### DESCRIPTION OF THE TASK
Report each line of the items below that contains the word "green", copying every such line in full.

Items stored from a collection
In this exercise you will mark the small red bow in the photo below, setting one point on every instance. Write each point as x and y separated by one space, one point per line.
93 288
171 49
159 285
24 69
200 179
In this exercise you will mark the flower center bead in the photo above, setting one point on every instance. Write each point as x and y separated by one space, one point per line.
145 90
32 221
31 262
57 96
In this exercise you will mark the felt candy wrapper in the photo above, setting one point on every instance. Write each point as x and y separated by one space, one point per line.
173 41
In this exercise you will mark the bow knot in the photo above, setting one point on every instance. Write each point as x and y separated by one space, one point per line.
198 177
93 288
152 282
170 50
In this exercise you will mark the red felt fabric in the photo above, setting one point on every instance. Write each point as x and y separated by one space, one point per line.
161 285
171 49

==

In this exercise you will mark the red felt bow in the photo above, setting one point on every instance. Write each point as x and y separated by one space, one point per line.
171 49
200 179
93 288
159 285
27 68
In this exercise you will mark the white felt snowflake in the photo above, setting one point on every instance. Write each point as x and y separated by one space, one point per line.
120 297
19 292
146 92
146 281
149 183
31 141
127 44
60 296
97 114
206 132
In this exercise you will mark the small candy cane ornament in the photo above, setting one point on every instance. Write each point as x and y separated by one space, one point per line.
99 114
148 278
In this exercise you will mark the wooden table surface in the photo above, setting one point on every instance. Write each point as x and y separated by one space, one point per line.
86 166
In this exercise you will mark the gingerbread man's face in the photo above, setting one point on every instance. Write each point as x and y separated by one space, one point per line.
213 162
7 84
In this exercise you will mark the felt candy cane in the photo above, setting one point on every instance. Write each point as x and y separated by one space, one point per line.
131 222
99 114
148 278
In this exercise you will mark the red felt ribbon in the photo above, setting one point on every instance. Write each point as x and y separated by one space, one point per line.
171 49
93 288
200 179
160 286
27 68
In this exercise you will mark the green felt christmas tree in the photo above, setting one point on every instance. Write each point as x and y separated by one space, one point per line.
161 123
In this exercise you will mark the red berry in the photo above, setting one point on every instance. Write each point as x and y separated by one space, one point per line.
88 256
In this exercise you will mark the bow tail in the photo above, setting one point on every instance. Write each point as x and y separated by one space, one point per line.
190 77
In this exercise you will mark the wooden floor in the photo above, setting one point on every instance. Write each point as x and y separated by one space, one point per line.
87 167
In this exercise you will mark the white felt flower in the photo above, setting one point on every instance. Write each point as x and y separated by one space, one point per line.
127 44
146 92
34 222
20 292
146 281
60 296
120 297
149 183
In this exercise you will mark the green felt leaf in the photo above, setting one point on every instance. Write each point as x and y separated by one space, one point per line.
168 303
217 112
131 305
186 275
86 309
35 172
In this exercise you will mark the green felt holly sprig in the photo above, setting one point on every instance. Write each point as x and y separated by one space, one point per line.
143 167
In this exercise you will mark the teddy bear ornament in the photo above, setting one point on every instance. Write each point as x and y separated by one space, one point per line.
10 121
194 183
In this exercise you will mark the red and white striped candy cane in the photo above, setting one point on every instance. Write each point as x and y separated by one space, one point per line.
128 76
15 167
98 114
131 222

...

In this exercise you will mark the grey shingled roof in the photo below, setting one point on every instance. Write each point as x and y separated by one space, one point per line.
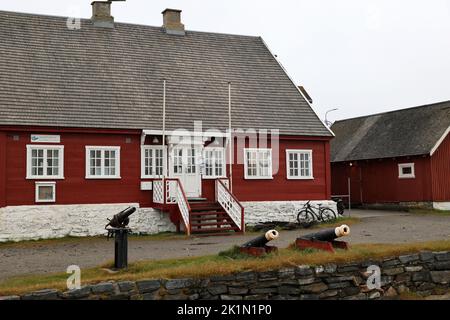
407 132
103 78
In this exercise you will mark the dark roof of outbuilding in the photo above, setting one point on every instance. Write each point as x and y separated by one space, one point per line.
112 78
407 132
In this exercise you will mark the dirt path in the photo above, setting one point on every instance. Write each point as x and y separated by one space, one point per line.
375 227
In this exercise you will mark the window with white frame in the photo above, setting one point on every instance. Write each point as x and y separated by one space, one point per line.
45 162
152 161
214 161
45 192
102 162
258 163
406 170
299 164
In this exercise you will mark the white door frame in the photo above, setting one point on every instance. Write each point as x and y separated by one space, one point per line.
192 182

### ANSWER TO THE PROBLEM
In this exercise you will mark the green felt christmas tree in the photo above, setting one point on every instance. Write each point as x and y separated by one space, one point per line.
In this exercise you will mark the green felt leaf in the photo above, setting one point on every instance. Write each point as x and y separated by one space, one point per line.
In this exercise you will mark the green felt holly sprig in the photo above, setting one point on every instance. Write each point as x and y separated by one space, one point per line.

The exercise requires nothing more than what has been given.